### [TÂCHE À RÉALISER 1]
Dans l'extrait sur le domaine de Beaucastel, relevez toutes les étapes pour lesquelles la biodynamie tient compte des effets de la lune.
### [TÂCHE À RÉALISER 2]
Recopiez fidèlement un passage de l'extrait sur le domaine de Beaucastel : commencez aux mots « Âgé de 31 ans, Matthieu » et arrêtez-vous après les mots « de nouveaux ceps. ».

Âgé de 31 ans, Matthieu forme avec sa soeur, ses frères et ses cousins la cinquième génération de viticulteurs de la célèbre famille provençale. Lorsqu’ils ont fait l’acquisition de Beaucastel en 1909, à l’époque où la majeure partie des vignobles d’Europe venait d’être ravagée par le phylloxéra, les Perrin ont décidé de se lancer dans la culture des olives tout en plantant de nouveaux ceps.

C’est Jacques, le grand-père de Matthieu, qui a eu l’idée de replanter sur son domaine la totalité des treize cépages classiques autorisés dans la fabrication du Châteauneuf-du-Pape (mourvèdre, grenache, syrah, cinsault, vaccarese, counoise, terret noir, muscardin, clairette, picpoul, picardan, bourboulenc et roussanne), alors que la plupart des viticulteurs de la région optaient pour le grenache et sa forte teneur en alcool. La maison reste d’ailleurs l’une des seules à utiliser la totalité de ces cépages dans ses prestigieuses plantations…

Pas si fada !

Jacques Perrin est aussi celui qui, dès 1954, introduit la culture biologique dans ses vignobles. Et qui, une dizaine d’années plus tard, décide d’aller encore plus loin en s’essayant à la biodynamie, une méthode naturelle (bien que controversée) qui tient compte des effets de la lune sur la croissance, la taille et la récolte.

### [EXTRAIT DES DONNÉES]
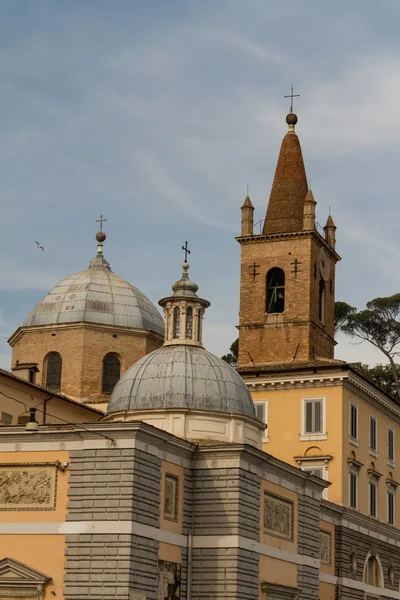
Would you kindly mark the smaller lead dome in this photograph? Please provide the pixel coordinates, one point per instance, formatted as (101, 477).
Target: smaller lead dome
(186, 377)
* * *
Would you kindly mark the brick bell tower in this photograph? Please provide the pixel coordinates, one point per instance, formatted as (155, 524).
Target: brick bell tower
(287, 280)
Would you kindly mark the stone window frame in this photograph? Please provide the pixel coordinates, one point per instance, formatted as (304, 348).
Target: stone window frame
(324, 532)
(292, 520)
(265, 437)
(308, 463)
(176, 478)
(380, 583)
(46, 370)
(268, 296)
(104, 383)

### [RÉSULTAT 1]
la croissance, la taille, la récolte

### [RÉSULTAT 2]
Âgé de 31 ans, Matthieu forme avec sa soeur, ses frères et ses cousins la cinquième génération de viticulteurs de la célèbre famille provençale. Lorsqu’ils ont fait l’acquisition de Beaucastel en 1909, à l’époque où la majeure partie des vignobles d’Europe venait d’être ravagée par le phylloxéra, les Perrin ont décidé de se lancer dans la culture des olives tout en plantant de nouveaux ceps.